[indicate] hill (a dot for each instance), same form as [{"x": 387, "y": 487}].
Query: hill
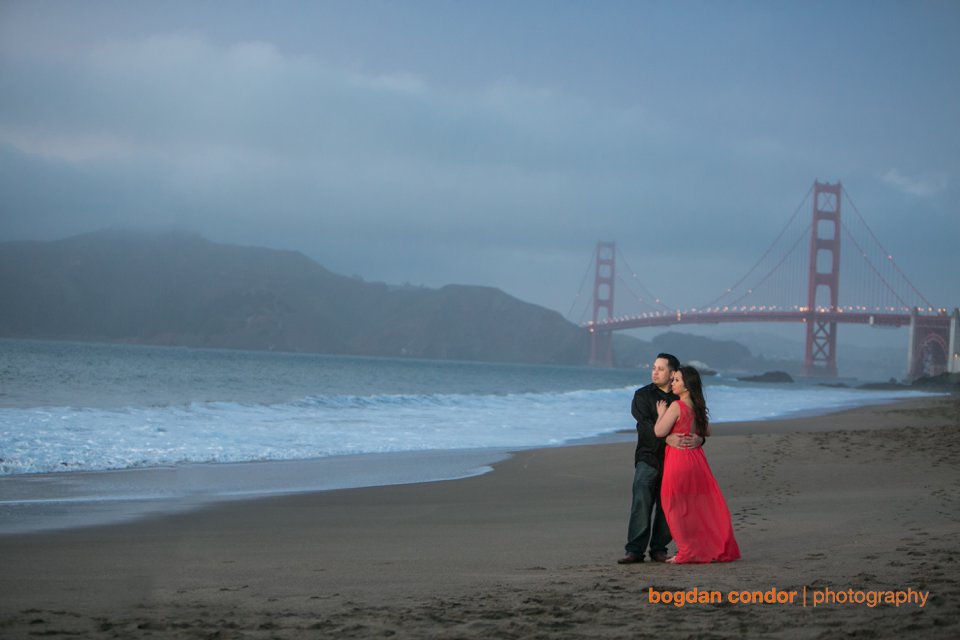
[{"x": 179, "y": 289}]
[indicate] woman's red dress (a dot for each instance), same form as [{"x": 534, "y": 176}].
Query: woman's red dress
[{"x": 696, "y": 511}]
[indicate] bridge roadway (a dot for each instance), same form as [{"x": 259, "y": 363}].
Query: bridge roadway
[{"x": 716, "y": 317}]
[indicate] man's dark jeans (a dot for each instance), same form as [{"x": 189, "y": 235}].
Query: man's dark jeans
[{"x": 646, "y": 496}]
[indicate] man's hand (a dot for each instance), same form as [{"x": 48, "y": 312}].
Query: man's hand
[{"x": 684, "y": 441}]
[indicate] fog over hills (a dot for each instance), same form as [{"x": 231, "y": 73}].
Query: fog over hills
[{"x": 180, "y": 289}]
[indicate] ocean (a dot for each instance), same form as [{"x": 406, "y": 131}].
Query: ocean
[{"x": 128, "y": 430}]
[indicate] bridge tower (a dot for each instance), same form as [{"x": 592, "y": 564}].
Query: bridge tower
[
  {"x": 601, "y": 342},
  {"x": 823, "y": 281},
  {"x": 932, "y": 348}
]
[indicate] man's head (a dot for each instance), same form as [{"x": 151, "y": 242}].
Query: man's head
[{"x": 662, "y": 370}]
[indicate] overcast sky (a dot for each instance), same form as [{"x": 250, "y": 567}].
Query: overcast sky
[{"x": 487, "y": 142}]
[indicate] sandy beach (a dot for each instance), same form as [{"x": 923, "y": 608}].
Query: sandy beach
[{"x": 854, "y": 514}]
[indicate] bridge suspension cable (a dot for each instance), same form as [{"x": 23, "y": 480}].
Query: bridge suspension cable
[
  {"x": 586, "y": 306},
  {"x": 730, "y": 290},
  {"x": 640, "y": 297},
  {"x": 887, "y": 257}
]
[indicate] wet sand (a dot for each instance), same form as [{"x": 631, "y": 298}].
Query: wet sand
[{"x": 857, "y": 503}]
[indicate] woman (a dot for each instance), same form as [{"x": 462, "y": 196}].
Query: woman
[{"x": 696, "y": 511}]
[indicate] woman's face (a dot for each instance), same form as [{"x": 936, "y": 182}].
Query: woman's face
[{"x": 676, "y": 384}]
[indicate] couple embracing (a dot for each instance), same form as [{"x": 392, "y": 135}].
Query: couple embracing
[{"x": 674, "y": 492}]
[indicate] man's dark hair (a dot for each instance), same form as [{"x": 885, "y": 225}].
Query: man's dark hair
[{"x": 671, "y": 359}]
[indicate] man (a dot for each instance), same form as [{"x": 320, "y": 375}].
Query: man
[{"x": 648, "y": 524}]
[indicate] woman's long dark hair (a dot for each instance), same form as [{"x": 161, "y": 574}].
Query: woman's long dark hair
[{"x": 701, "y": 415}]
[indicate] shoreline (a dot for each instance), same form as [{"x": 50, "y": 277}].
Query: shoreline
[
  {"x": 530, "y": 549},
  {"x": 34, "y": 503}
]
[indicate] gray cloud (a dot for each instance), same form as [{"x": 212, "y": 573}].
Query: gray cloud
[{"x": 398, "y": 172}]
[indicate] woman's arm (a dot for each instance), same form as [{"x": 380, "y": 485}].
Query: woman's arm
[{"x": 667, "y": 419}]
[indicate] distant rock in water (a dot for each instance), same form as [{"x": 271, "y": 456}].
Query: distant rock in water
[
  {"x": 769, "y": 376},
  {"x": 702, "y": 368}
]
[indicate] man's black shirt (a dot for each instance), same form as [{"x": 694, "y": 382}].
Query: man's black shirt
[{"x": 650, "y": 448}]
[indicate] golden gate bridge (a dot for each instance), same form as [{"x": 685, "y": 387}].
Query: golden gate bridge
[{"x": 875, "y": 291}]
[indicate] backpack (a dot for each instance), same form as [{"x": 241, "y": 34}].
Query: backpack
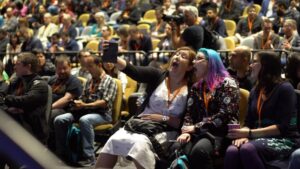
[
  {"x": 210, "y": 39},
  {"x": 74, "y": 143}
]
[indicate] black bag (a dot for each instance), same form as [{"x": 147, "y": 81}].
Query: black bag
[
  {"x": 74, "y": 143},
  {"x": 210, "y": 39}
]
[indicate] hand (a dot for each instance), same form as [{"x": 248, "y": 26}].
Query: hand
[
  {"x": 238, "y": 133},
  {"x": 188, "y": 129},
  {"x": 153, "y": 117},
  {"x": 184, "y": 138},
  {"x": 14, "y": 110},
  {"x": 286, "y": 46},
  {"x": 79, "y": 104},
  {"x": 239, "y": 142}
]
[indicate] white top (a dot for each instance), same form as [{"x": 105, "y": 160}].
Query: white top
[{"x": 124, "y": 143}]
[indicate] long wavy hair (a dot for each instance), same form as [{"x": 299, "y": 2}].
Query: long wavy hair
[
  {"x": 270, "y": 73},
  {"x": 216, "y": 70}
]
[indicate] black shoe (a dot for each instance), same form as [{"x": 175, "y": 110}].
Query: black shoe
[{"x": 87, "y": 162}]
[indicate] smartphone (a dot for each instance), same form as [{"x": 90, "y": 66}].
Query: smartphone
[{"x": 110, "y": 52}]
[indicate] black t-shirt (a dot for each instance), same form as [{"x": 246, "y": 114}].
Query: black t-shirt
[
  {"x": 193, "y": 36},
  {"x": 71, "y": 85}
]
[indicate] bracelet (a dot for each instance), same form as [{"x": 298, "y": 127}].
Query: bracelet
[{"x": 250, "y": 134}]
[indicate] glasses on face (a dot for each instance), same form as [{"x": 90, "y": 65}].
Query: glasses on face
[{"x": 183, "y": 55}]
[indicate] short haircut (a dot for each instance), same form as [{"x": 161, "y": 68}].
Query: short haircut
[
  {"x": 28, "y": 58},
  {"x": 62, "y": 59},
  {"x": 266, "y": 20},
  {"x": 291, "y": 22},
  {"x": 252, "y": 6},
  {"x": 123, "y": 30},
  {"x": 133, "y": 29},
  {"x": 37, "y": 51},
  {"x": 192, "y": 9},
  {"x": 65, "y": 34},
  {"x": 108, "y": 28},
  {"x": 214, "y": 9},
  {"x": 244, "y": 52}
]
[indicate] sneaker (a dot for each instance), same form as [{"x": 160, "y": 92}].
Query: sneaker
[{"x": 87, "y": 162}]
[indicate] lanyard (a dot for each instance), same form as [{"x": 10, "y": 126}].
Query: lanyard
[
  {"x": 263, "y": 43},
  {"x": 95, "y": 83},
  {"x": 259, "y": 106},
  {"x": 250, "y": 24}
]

━━━━━━━━━━━━━━━━

**WHAT IS NEEDED:**
Please return the full listing word for word, but without any pictures.

**WRITTEN SOLUTION:**
[indicate] hill (a dot for each instance), same form as [{"x": 387, "y": 487}].
Query: hill
[{"x": 179, "y": 289}]
[indicate] woman's red dress (a dot for each instance), same form as [{"x": 534, "y": 176}].
Query: woman's red dress
[{"x": 696, "y": 511}]
[indicate] bridge roadway (a dot for each instance), same form as [{"x": 259, "y": 363}].
Query: bridge roadway
[{"x": 716, "y": 317}]
[indicate] man's dark jeans (a dot for each instance), same form as [{"x": 189, "y": 235}].
Query: man's dark jeans
[{"x": 646, "y": 496}]
[indicate] man's hand (a dot for each instance), same form as [{"x": 48, "y": 312}].
Query: man's hand
[{"x": 684, "y": 441}]
[indicate] fog over hills (a dot for each instance), same form as [{"x": 231, "y": 73}].
Query: fog over hills
[{"x": 180, "y": 289}]
[indicate] ocean (a dot for each instance), same form as [{"x": 406, "y": 131}].
Query: ocean
[{"x": 128, "y": 430}]
[indicate] bridge tower (a dot for each instance), same form as [{"x": 592, "y": 564}].
Query: bridge tower
[
  {"x": 601, "y": 342},
  {"x": 823, "y": 281},
  {"x": 932, "y": 348}
]
[indicate] man's head (a dot for each instance), same form as [{"x": 151, "y": 242}].
Query: man's head
[{"x": 662, "y": 370}]
[indicate] overcast sky (a dot for each instance), same form as [{"x": 250, "y": 567}].
Query: overcast sky
[{"x": 487, "y": 142}]
[indicate] sandy beach (a dot for each instance), same form as [{"x": 923, "y": 608}].
Query: sandy beach
[{"x": 854, "y": 514}]
[indicate] bridge suspension cable (a dot for each instance), same form as [{"x": 23, "y": 480}].
Query: bridge suspension cable
[
  {"x": 586, "y": 306},
  {"x": 730, "y": 290},
  {"x": 640, "y": 297},
  {"x": 887, "y": 257}
]
[indicate] wet sand (a dot for each instance), same form as [{"x": 631, "y": 298}].
Query: wet sand
[{"x": 857, "y": 503}]
[indicate] woman (a dot for each instance), same form as [{"x": 462, "y": 196}].
Query: woman
[{"x": 696, "y": 511}]
[indicate] woman's face (a dot for each instance), same form as [{"x": 936, "y": 182}].
Query: woman's face
[{"x": 676, "y": 384}]
[indicate] couple embracing (a dot for each instance), same form as [{"x": 392, "y": 135}].
Query: couple embracing
[{"x": 674, "y": 492}]
[indicate] man's dark hair (a dot for each instance), same form as [{"x": 885, "y": 225}].
Query: man's dark hair
[{"x": 671, "y": 359}]
[indicate] man (a dot for each instance), same form as [{"x": 320, "y": 375}].
Query: man
[{"x": 648, "y": 524}]
[indicate] woman's long dark hair (a dot for each instance), same form as [{"x": 161, "y": 574}].
Query: woman's long dark hair
[{"x": 701, "y": 415}]
[indicate] shoreline (a dot for each instance), same form as [{"x": 50, "y": 277}].
Query: shoreline
[
  {"x": 530, "y": 549},
  {"x": 34, "y": 503}
]
[indicate] gray cloud (a dot for each instance), same form as [{"x": 212, "y": 573}].
Query: gray cloud
[{"x": 398, "y": 172}]
[indicate] woman's arm (a dot for each instance), same form as [{"x": 380, "y": 485}].
Query: woman's arm
[{"x": 667, "y": 419}]
[indicate] distant rock in water (a dot for each instance), same form as [{"x": 271, "y": 456}].
Query: distant rock in water
[
  {"x": 769, "y": 376},
  {"x": 702, "y": 368}
]
[indicate] man's black shirt (a dot for each instance), same form as [{"x": 694, "y": 382}].
Query: man's black shirt
[{"x": 650, "y": 448}]
[indicate] golden gate bridge (a dot for each instance), same form as [{"x": 685, "y": 387}].
Query: golden gate bridge
[{"x": 875, "y": 291}]
[indicate] backpack (a dot for each instance), same form as [{"x": 241, "y": 34}].
Query: backpack
[
  {"x": 210, "y": 39},
  {"x": 74, "y": 143}
]
[indicate] black bag (a dot for each instance), same form as [{"x": 147, "y": 81}].
Query: black bag
[
  {"x": 74, "y": 143},
  {"x": 210, "y": 39}
]
[indicate] hand (a dot for each instance), same form as [{"x": 248, "y": 26}].
Query: hand
[
  {"x": 238, "y": 133},
  {"x": 188, "y": 129},
  {"x": 153, "y": 117},
  {"x": 184, "y": 138},
  {"x": 14, "y": 110},
  {"x": 286, "y": 46},
  {"x": 79, "y": 104},
  {"x": 239, "y": 142}
]
[indicate] white top (a dot for each instance), same form as [{"x": 105, "y": 160}].
Query: white top
[{"x": 124, "y": 143}]
[indicate] long wavy hair (a dot for each instance), same form as [{"x": 299, "y": 2}].
Query: long wavy hair
[
  {"x": 270, "y": 73},
  {"x": 216, "y": 70}
]
[indicate] black shoe (a dot for each instance), same form as [{"x": 175, "y": 110}].
Query: black shoe
[{"x": 87, "y": 162}]
[indicate] smartphone (a dot for each instance), same form as [{"x": 90, "y": 66}].
Query: smartphone
[{"x": 110, "y": 52}]
[indicate] black t-shirt (a dot for each instance), same form as [{"x": 246, "y": 114}].
Query: black t-shirt
[
  {"x": 193, "y": 36},
  {"x": 71, "y": 85}
]
[indicate] bracelet (a dot for each instance), same form as [{"x": 298, "y": 127}].
Query: bracelet
[{"x": 250, "y": 134}]
[indicate] glasses on face (a dot for each instance), same form as [{"x": 90, "y": 65}].
Query: glasses on face
[{"x": 183, "y": 55}]
[indicate] short haircut (a dot for each instance), same form as [{"x": 161, "y": 68}].
Query: short haircut
[
  {"x": 28, "y": 58},
  {"x": 62, "y": 59},
  {"x": 266, "y": 20},
  {"x": 291, "y": 22},
  {"x": 252, "y": 6},
  {"x": 123, "y": 30},
  {"x": 133, "y": 29},
  {"x": 37, "y": 51},
  {"x": 192, "y": 9},
  {"x": 65, "y": 34},
  {"x": 108, "y": 28},
  {"x": 214, "y": 9},
  {"x": 244, "y": 52}
]
[indicate] sneaker (a dot for each instance), same form as [{"x": 160, "y": 92}].
Query: sneaker
[{"x": 87, "y": 162}]
[indicate] lanyard (a dot for each instance), same form as [{"x": 10, "y": 126}].
Query: lanyard
[
  {"x": 263, "y": 43},
  {"x": 95, "y": 83},
  {"x": 259, "y": 106},
  {"x": 250, "y": 24}
]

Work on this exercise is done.